_EXTRACTED RECORDS_.
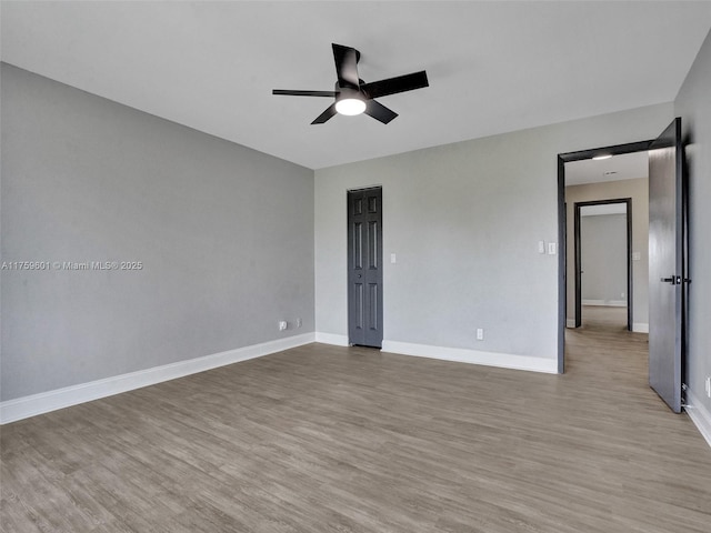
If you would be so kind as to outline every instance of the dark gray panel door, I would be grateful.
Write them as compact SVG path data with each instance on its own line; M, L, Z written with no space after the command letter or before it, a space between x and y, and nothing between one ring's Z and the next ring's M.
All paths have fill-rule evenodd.
M382 189L348 193L348 336L382 346Z
M681 119L649 151L649 383L681 412L685 304L685 190Z

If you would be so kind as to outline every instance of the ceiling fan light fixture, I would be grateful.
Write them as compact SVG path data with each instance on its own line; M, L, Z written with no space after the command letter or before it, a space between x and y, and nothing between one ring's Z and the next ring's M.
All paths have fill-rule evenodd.
M365 102L360 98L343 98L336 102L336 111L352 117L365 111Z

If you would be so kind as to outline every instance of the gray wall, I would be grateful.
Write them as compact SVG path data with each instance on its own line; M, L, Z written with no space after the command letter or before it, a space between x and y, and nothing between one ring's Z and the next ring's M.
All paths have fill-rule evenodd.
M672 118L660 104L317 170L317 332L348 334L347 190L382 184L398 258L385 340L554 360L558 258L538 241L557 241L557 154L650 139Z
M671 122L671 118L669 119ZM659 135L649 133L649 139ZM644 139L639 139L644 140ZM632 261L632 322L635 329L643 331L649 326L649 180L605 181L565 188L568 204L568 302L567 320L570 324L575 319L575 255L574 255L574 208L575 202L593 200L611 200L618 198L632 199L632 251L640 254L639 261Z
M627 214L580 218L582 301L615 304L627 299Z
M313 172L2 66L2 400L313 331ZM278 320L303 319L280 333Z
M711 412L703 381L711 375L711 33L707 37L679 95L674 112L681 117L689 164L690 275L689 354L685 382ZM710 421L711 422L711 421Z

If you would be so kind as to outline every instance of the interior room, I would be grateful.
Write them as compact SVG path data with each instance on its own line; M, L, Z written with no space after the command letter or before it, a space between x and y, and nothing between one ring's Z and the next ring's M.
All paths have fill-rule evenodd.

_BRIEF_. Return every line of the items above as a JSON list of strings, one string per line, with blank lines and the pictures left out.

_FINAL ANSWER_.
[
  "If you would be so kind as to outline every instance of the dark gray panel door, I would be grateful.",
  "Write them as compact SVG path data with each instance on its own line; M, L, Z written with no space after the command letter or before it, a space between x and y, and nothing between one ring's Z and the next ring's M.",
  "All paths have fill-rule evenodd.",
  "M382 189L348 193L348 336L382 346Z",
  "M681 119L649 151L649 383L681 412L685 304L685 190Z",
  "If you would be so kind as to outline every instance of the ceiling fan light fixture, I would be grateful.",
  "Write them as compact SVG path data with each instance on its own line; M, L, Z written with no space after the command letter or before it, a space between x and y, and nothing between one ring's Z and the next ring's M.",
  "All paths have fill-rule evenodd.",
  "M365 102L360 98L343 98L336 102L336 111L352 117L365 111Z",
  "If you would be so kind as to outline every instance of the gray wall, I would be grateful.",
  "Write them as compact SVG path data with each instance on its own line; M, L, Z written with no space after the command letter or before it, a space between x and y, and nothing between one ring's Z and the next ring's M.",
  "All paths have fill-rule evenodd.",
  "M672 118L660 104L317 170L317 332L348 334L347 190L382 184L398 258L385 340L554 360L558 258L538 241L557 241L557 154L650 139Z",
  "M671 122L671 118L669 119ZM659 135L649 133L649 139ZM644 139L639 139L644 140ZM632 261L632 322L635 329L643 331L649 326L649 180L605 181L565 188L568 204L568 302L567 320L570 324L575 319L575 255L574 255L574 208L575 202L593 200L611 200L618 198L632 199L632 251L640 254L639 261Z",
  "M627 214L580 218L582 301L615 304L627 299Z",
  "M313 172L2 66L2 400L313 331ZM278 320L303 319L280 333Z",
  "M711 412L703 381L711 375L711 33L707 37L679 95L674 112L681 117L689 164L690 275L689 354L685 382ZM710 421L711 422L711 421Z",
  "If you would be so kind as to outline every instance of the interior room, I would be grateful.",
  "Write them as compact SVG path data with each instance on its own line; M, L, Z written with no space after the command letter or before it, a space between x and y, and nothing between one ring's Z and the next ring's M.",
  "All paths have fill-rule evenodd."
]